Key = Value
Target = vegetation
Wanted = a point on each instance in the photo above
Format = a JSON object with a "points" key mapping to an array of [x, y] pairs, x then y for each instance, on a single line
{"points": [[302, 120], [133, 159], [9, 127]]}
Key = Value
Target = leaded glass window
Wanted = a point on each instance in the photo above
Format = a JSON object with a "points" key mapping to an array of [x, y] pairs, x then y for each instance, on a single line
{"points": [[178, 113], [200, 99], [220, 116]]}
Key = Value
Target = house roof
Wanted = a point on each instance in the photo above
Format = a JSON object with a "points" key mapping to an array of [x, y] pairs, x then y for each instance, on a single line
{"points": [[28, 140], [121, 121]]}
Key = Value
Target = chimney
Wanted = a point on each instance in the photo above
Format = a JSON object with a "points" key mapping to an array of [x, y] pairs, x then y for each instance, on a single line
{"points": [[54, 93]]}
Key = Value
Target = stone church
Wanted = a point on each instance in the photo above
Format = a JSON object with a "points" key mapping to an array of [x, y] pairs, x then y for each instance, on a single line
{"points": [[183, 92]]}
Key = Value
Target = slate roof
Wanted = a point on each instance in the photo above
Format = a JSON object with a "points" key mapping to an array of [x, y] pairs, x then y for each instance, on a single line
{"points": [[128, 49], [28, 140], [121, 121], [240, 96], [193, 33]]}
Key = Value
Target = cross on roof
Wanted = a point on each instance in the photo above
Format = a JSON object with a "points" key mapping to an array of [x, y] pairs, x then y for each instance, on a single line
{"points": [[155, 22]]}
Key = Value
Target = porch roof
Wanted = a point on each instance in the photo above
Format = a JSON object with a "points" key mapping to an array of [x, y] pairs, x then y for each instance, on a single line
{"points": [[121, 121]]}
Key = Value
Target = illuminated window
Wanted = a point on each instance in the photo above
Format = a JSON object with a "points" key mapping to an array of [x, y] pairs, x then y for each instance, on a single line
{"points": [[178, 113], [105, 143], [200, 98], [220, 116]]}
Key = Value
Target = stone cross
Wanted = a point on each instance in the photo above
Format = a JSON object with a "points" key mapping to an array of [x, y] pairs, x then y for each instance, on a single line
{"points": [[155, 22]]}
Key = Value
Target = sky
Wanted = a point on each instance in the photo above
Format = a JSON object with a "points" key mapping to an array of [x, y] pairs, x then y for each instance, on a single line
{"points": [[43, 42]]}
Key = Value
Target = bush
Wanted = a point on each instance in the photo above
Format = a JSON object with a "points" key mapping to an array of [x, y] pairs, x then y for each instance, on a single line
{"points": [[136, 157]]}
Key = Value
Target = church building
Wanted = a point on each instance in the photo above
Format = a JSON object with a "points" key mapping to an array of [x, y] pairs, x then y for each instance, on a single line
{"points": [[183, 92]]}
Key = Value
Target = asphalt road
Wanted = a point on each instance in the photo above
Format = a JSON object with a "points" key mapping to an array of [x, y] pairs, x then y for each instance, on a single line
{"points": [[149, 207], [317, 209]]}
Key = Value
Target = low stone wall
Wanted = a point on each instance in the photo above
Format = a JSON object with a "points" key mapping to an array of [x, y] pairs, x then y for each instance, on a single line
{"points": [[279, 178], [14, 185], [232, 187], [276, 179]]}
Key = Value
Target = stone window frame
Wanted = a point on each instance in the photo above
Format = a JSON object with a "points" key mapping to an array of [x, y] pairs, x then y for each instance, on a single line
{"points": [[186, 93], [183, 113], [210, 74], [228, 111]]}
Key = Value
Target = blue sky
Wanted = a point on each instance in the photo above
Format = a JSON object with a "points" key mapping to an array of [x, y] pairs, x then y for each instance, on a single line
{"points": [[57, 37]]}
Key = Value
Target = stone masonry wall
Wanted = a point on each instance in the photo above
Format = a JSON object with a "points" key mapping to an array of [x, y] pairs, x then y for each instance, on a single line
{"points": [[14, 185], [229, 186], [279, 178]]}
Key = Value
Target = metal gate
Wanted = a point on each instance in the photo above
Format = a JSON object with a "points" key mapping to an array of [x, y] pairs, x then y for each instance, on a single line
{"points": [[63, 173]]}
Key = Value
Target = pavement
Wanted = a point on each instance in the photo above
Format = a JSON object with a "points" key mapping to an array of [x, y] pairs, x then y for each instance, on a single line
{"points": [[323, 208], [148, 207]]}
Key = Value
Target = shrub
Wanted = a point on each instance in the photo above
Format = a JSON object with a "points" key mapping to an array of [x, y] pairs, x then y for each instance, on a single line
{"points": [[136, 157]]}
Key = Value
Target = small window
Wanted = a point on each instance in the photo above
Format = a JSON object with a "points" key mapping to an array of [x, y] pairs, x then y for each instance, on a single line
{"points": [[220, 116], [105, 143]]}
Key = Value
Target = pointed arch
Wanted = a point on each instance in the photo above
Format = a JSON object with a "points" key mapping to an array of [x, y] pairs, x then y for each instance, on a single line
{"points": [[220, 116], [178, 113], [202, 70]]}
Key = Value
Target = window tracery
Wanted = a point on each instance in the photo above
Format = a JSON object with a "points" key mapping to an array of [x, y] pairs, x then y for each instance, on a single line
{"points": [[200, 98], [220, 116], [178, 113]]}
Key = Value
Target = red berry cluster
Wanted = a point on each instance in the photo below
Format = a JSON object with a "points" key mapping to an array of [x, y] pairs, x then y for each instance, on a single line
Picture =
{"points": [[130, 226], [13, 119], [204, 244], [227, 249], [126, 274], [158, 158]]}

════════════════

Each line above is to be reproduced exactly. Leave none out.

Key = Value
Target = vegetation
Wanted = a point on each instance in the photo above
Format = a JSON object with a "points" key mapping to an array of [x, y] pairs, x then y for each instance, on a single line
{"points": [[302, 120], [133, 159], [9, 127]]}
Key = Value
Target = leaded glass window
Wanted = a point on each instance in the photo above
Format = a JSON object with a "points" key mapping to an array of [x, y] pairs, x then y for each instance, on a single line
{"points": [[178, 113], [200, 99], [220, 116]]}
Key = Value
Target = house roof
Wanted = a point on each instance in the photo above
Format = a JSON object with a "points" key mapping to an array of [x, y] pairs, x then y for each instance, on a single line
{"points": [[28, 140], [121, 121]]}
Key = Value
Target = chimney
Wanted = a point on each instance in the photo above
Format = a JSON object with a "points" key mapping to an array of [x, y] pairs, x then y for each instance, on a single line
{"points": [[54, 93]]}
Key = Value
Target = stone church
Wanted = a point on each instance in the photo above
Format = a JSON object with a "points" key mapping to an array of [x, y] pairs, x then y for each instance, on a single line
{"points": [[183, 92]]}
Key = Value
Target = slate roof
Wanted = a point on each instance in the photo above
Format = a JSON object with a "points" key mapping to an array of [x, y] pairs, x then y for each instance, on a single line
{"points": [[128, 49], [28, 140], [121, 121], [240, 96], [193, 33]]}
Key = Value
Target = cross on roof
Wanted = a point on each instance in the photo above
Format = a JSON object with a "points" key mapping to an array of [x, y] pairs, x then y for each instance, on a single line
{"points": [[155, 22]]}
Key = Value
Target = porch roof
Wanted = a point on each instance in the photo above
Format = a JSON object with a "points" key mapping to an array of [x, y] pairs, x then y for each instance, on a single line
{"points": [[121, 121]]}
Key = Value
Target = illuminated window
Wanted = a point on each instance in the photo above
Format = a JSON object with a "points" key mapping to an array of [x, y] pairs, x then y for each instance, on a single line
{"points": [[178, 113], [105, 143], [200, 98], [220, 116]]}
Key = Value
Target = stone cross
Wanted = a point on each instance in the photo above
Format = a JSON object with a "points" key mapping to an array of [x, y] pairs, x then y for each instance, on a single line
{"points": [[155, 22]]}
Key = Value
Target = sky
Wanted = a point on each instance in the photo above
Format = a JSON object with a "points" key mapping to an array of [x, y] pairs, x then y for each instance, on a single line
{"points": [[43, 42]]}
Key = Value
Target = bush
Wanted = a point on each instance in the photo above
Format = a JSON object with a "points" key mapping to an array of [x, y] pairs, x then y for each instance, on a single line
{"points": [[136, 157]]}
Key = Value
Target = church building
Wanted = a point on each instance in the photo above
Format = a JSON object with a "points" key mapping to an array of [x, y] pairs, x then y for each instance, on a single line
{"points": [[183, 92]]}
Key = Value
Target = asphalt road
Wanted = a point on each instance in the photo above
Format = a JSON object with a "points" key mapping to an array of [x, y] pairs, x then y for each instance, on a single line
{"points": [[149, 207], [317, 209]]}
Key = Value
Target = low stone wall
Wanted = a point on each instance in the photo above
Format = a JSON object with a "points" key mapping to an array of [x, y] pairs, x then y for each instance, on a single line
{"points": [[279, 178], [14, 185], [232, 187], [276, 179]]}
Key = Value
Target = stone window frame
Wanted = a point on each instance in the photo above
Format = a JSON object with a "points" key mapping to an array of [x, y] pairs, x then y for each instance, on a single line
{"points": [[186, 93], [183, 113], [210, 74], [228, 111]]}
Key = Value
Target = blue sky
Wanted = a point on each instance in the photo above
Format = a JSON object with a "points" key mapping to an array of [x, y] pairs, x then y for each instance, on a single line
{"points": [[57, 37]]}
Key = Value
Target = stone masonry wall
Wanted = a point on each instance in the photo above
Format = a JSON object with a "points" key mapping to an array of [x, y] pairs, x then y for each instance, on a single line
{"points": [[14, 185], [229, 186], [279, 178]]}
Key = Value
Target = metal gate
Wanted = a point on each instance in the photo above
Format = a JSON object with a "points" key mapping to an array of [x, y] pairs, x then y for each instance, on a single line
{"points": [[63, 173]]}
Key = Value
Target = pavement
Wanted = a point on each instance in the photo above
Format = a JSON object with a "points" key mapping to an array of [x, y] pairs, x then y for each instance, on a single line
{"points": [[323, 208], [148, 207]]}
Key = Value
Target = shrub
Wanted = a point on each instance in the photo above
Format = a JSON object with a "points" key mapping to an array of [x, y] pairs, x then y for each instance, on a single line
{"points": [[136, 157]]}
Key = Value
Target = small window
Wanted = a point on each instance in the photo above
Format = a JSON object with a "points" key mapping to an array of [x, y] pairs, x then y for each instance, on a single line
{"points": [[220, 116], [105, 143]]}
Key = Value
Target = pointed arch
Wanted = a point on each instance in the photo above
Format = a JSON object with a "points" key mapping to an array of [x, y] pairs, x then y for each instance, on a single line
{"points": [[220, 116], [178, 113], [202, 70]]}
Key = Value
Target = window tracery
Wanted = a point on each instance in the photo above
Format = a JSON object with a "points" key mapping to an array of [x, y] pairs, x then y for each instance, on a single line
{"points": [[200, 98], [220, 116], [178, 113]]}
Key = Value
Target = red berry cluster
Wanted = a point on each instance in the photo below
Format = a JSON object with a "points" key mapping to an array of [x, y] pairs, x then y for each instance, on a single line
Picture =
{"points": [[130, 226], [13, 119], [204, 244], [227, 249], [126, 274], [158, 158]]}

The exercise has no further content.